• _Task statement_: Turn the listing below into a JSON list of strings with one string for each line, leaving out blank lines.

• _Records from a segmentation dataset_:
----------------

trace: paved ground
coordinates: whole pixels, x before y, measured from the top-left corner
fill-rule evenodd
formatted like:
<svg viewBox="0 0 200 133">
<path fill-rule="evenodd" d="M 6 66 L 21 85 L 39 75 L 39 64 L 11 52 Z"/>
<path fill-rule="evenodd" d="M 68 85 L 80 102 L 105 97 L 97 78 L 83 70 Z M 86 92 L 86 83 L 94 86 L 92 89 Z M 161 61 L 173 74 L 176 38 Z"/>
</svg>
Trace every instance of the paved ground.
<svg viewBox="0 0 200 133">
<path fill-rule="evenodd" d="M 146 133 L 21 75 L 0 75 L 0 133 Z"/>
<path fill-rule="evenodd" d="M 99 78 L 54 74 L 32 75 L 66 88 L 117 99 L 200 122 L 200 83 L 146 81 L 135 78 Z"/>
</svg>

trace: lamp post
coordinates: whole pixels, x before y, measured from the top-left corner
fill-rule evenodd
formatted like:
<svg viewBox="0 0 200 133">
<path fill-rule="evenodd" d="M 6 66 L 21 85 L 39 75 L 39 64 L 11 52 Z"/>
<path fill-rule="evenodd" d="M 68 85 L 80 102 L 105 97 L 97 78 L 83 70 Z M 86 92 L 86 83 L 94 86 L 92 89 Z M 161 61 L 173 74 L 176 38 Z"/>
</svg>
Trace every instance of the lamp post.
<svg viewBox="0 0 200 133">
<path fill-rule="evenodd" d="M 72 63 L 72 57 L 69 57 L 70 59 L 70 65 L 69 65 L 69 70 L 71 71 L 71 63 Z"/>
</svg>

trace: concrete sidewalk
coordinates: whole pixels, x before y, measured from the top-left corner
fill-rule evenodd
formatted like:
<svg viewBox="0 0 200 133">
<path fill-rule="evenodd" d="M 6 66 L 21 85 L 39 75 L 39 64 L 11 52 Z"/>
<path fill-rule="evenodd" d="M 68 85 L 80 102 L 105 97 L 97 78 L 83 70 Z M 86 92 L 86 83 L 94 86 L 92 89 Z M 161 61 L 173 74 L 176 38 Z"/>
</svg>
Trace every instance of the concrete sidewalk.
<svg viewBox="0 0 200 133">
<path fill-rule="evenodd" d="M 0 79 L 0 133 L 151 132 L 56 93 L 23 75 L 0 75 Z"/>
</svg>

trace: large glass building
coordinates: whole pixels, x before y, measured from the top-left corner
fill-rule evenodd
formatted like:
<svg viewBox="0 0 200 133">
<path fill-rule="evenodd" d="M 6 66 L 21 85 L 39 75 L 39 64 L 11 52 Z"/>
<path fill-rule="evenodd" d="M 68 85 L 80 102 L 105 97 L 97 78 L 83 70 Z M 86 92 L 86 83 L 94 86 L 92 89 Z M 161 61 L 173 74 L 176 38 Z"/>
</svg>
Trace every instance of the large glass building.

----------------

• _Exercise response_:
[
  "trace: paved ground",
  "coordinates: whole pixels, x before y, measured from the top-left corner",
  "fill-rule evenodd",
  "formatted like:",
  "<svg viewBox=\"0 0 200 133\">",
  "<path fill-rule=\"evenodd\" d=\"M 6 66 L 21 85 L 39 75 L 39 64 L 11 52 Z\"/>",
  "<path fill-rule=\"evenodd\" d=\"M 68 85 L 80 102 L 105 97 L 97 78 L 83 70 Z M 86 92 L 86 83 L 94 86 L 92 89 Z M 161 61 L 173 74 L 176 38 Z\"/>",
  "</svg>",
  "Trace every instance of the paved ground.",
  "<svg viewBox=\"0 0 200 133\">",
  "<path fill-rule=\"evenodd\" d=\"M 146 133 L 21 75 L 0 75 L 0 133 Z\"/>",
  "<path fill-rule=\"evenodd\" d=\"M 99 78 L 54 74 L 32 75 L 66 88 L 117 99 L 200 122 L 200 83 L 146 81 L 135 78 Z\"/>",
  "</svg>",
  "trace: lamp post",
  "coordinates: whole pixels, x before y, measured from the top-left corner",
  "fill-rule evenodd",
  "formatted like:",
  "<svg viewBox=\"0 0 200 133\">",
  "<path fill-rule=\"evenodd\" d=\"M 6 66 L 21 85 L 39 75 L 39 64 L 11 52 Z\"/>",
  "<path fill-rule=\"evenodd\" d=\"M 68 85 L 80 102 L 105 97 L 97 78 L 83 70 Z M 86 92 L 86 83 L 94 86 L 92 89 Z M 161 61 L 173 74 L 176 38 Z\"/>",
  "</svg>",
  "Trace every instance of the lamp post.",
  "<svg viewBox=\"0 0 200 133\">",
  "<path fill-rule=\"evenodd\" d=\"M 72 63 L 72 57 L 69 57 L 70 59 L 70 65 L 69 65 L 69 70 L 71 71 L 71 63 Z\"/>",
  "</svg>",
  "trace: concrete sidewalk",
  "coordinates: whole pixels, x before y, measured from the top-left corner",
  "fill-rule evenodd",
  "formatted like:",
  "<svg viewBox=\"0 0 200 133\">",
  "<path fill-rule=\"evenodd\" d=\"M 6 66 L 21 85 L 39 75 L 39 64 L 11 52 Z\"/>",
  "<path fill-rule=\"evenodd\" d=\"M 68 85 L 80 102 L 105 97 L 97 78 L 83 70 Z M 86 92 L 86 83 L 94 86 L 92 89 Z M 161 61 L 173 74 L 176 38 Z\"/>",
  "</svg>",
  "Trace every instance of the concrete sidewalk.",
  "<svg viewBox=\"0 0 200 133\">",
  "<path fill-rule=\"evenodd\" d=\"M 0 79 L 0 133 L 151 132 L 56 93 L 23 75 L 0 75 Z\"/>",
  "</svg>",
  "trace: large glass building",
  "coordinates: whole pixels, x before y, measured from the top-left corner",
  "fill-rule evenodd",
  "formatted like:",
  "<svg viewBox=\"0 0 200 133\">",
  "<path fill-rule=\"evenodd\" d=\"M 6 66 L 21 85 L 39 75 L 39 64 L 11 52 Z\"/>",
  "<path fill-rule=\"evenodd\" d=\"M 68 85 L 80 102 L 105 97 L 97 78 L 83 70 Z M 86 92 L 86 83 L 94 86 L 92 89 Z M 161 61 L 173 74 L 176 38 Z\"/>",
  "</svg>",
  "Trace every instance of the large glass building."
]